Start of Block
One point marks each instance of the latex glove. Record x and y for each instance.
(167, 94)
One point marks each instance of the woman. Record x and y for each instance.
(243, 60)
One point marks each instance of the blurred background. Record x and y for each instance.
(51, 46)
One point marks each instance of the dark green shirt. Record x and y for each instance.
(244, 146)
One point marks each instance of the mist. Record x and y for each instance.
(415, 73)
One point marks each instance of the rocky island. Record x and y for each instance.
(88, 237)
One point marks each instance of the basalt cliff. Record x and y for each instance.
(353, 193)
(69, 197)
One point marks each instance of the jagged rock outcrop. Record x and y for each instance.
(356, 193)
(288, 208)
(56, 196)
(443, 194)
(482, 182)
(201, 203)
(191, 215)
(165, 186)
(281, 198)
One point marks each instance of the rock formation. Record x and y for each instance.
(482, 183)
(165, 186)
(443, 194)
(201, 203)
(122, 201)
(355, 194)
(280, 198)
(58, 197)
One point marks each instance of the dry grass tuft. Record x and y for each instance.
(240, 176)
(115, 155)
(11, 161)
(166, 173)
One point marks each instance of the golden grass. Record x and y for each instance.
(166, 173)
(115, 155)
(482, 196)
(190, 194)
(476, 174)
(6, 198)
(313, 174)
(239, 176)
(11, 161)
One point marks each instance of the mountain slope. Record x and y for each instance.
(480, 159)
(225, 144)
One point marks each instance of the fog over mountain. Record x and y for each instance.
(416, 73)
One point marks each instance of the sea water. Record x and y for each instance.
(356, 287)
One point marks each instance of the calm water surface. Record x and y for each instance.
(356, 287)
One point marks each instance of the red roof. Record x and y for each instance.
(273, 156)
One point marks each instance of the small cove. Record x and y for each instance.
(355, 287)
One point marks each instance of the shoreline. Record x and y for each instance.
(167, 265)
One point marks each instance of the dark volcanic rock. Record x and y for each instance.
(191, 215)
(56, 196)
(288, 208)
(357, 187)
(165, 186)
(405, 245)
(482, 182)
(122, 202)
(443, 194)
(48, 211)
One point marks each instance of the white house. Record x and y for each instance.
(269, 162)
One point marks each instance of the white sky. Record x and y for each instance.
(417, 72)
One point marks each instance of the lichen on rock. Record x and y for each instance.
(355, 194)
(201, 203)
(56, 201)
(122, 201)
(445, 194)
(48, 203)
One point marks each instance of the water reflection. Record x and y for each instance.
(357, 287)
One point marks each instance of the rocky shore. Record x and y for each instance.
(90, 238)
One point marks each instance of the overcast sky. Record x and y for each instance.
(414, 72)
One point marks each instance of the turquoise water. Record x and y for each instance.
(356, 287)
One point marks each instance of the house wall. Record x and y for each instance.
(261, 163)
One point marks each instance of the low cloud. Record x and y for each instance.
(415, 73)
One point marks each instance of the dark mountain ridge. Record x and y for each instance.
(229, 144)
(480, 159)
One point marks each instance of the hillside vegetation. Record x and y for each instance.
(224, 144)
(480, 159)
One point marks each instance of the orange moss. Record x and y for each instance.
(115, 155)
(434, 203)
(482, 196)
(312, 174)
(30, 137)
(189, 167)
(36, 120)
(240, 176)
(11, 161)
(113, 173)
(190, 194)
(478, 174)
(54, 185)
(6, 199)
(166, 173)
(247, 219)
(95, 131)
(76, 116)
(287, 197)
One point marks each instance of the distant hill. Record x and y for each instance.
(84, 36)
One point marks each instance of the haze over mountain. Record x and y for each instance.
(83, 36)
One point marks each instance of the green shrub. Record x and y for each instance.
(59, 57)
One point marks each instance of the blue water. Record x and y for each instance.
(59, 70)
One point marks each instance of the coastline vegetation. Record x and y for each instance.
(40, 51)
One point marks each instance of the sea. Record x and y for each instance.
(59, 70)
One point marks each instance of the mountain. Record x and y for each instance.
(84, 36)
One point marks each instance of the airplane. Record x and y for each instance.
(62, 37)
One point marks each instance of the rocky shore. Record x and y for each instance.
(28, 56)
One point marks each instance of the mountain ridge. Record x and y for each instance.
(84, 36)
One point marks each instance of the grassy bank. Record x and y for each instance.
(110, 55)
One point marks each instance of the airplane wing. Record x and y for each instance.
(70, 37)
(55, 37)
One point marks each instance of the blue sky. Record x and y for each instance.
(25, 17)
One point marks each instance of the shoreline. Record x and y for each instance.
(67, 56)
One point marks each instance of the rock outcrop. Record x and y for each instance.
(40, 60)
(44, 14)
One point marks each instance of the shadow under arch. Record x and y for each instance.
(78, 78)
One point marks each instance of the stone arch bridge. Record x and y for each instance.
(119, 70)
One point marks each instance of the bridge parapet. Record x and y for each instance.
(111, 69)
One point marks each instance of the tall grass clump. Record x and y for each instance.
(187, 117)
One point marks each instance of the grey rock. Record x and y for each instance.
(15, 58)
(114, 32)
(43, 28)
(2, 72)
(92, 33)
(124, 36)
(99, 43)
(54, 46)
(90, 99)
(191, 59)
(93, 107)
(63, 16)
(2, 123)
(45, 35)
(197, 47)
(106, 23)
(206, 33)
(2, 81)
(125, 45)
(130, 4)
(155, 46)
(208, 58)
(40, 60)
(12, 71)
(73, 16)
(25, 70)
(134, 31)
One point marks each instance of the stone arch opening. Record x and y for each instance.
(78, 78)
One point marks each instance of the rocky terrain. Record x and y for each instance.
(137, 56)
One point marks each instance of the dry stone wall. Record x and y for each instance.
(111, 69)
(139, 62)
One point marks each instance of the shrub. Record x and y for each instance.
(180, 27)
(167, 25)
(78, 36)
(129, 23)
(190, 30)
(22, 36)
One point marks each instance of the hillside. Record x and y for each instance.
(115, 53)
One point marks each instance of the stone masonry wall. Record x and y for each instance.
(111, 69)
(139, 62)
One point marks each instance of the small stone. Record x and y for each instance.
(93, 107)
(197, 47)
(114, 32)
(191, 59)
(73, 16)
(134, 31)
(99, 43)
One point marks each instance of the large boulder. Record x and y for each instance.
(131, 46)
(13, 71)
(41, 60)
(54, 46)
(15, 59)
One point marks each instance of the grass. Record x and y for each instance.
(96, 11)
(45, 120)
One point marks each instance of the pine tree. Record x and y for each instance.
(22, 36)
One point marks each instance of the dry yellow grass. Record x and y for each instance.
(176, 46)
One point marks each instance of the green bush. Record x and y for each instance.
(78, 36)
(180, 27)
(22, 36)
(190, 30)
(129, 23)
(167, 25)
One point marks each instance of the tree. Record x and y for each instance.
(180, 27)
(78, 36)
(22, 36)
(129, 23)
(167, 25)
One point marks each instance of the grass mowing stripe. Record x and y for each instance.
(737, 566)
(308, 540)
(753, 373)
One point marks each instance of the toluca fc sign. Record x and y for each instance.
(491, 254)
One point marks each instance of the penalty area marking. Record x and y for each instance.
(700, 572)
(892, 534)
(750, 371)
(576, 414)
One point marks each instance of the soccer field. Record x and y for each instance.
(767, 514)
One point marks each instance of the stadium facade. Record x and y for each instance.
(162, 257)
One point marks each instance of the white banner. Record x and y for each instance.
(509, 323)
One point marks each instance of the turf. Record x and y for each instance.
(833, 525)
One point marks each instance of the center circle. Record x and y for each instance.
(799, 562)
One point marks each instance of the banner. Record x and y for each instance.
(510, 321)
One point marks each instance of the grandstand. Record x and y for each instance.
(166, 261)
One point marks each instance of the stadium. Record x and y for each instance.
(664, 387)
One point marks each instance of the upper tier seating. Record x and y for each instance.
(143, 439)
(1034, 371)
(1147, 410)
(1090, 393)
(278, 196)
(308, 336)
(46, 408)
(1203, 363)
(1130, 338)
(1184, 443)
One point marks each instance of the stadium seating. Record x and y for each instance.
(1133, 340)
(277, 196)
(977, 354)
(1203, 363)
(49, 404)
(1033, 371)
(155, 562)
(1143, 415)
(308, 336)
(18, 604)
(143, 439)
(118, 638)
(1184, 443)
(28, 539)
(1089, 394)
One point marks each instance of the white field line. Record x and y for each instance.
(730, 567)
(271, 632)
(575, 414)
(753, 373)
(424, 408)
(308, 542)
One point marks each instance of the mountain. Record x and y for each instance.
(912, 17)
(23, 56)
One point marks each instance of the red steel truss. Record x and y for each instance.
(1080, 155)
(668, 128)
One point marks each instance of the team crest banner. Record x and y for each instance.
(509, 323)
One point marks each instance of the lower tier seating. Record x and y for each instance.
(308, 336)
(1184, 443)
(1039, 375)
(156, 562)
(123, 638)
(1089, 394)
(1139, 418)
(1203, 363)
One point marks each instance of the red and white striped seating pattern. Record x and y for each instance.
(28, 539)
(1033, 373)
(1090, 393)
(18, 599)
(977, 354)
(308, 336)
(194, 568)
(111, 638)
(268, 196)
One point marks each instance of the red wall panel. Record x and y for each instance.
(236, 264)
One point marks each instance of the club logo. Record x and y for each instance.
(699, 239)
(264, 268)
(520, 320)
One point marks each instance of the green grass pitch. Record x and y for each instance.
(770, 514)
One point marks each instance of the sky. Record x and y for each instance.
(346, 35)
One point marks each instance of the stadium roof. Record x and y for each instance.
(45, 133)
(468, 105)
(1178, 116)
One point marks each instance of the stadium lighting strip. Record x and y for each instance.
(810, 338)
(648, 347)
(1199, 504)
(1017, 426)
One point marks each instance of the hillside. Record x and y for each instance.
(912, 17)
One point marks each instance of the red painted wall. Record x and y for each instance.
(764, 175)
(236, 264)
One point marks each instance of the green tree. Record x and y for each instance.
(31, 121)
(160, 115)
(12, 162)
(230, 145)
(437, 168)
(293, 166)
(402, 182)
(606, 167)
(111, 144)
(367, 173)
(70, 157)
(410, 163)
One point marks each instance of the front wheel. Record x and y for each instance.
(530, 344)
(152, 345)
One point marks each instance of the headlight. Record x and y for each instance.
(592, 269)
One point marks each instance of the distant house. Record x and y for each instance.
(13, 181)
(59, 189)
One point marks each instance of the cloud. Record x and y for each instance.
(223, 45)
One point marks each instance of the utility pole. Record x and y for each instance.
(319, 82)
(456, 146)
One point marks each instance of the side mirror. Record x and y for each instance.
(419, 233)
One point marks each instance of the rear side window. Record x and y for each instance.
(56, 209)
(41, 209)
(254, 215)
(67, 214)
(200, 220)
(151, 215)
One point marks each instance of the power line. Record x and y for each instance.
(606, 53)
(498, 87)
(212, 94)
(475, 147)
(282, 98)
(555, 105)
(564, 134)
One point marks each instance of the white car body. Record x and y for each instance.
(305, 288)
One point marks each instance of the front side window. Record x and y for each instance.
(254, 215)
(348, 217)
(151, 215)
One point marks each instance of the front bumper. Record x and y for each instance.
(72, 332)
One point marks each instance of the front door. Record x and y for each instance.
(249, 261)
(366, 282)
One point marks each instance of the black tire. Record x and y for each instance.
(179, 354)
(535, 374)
End of Block
# Activity
Quote only the lines from the one containing "One point marks each instance of the side" through the final line of the records, with both ends included.

# Final answer
One point marks each instance of the side mirror. Record x and y for each instance.
(419, 233)
One point marks each instance of the rear side window. Record x and y for each instance.
(56, 209)
(41, 209)
(254, 215)
(67, 214)
(200, 220)
(151, 215)
One point marks each instance of the power line. Record x and y for each instance.
(606, 53)
(498, 87)
(212, 94)
(475, 147)
(282, 98)
(555, 105)
(564, 134)
One point marks each instance of the white car body. Record x and y for each instance.
(305, 288)
One point marks each instance of the front side window. Record x and y for each instance.
(254, 215)
(348, 217)
(151, 215)
One point marks each instance of the front bumper. Record x and y for each instance.
(72, 332)
One point marks each instance of the front door. Record x and y for each instance.
(249, 261)
(366, 282)
One point marks each instance of the black tire. Record x and y for each instance.
(179, 354)
(535, 374)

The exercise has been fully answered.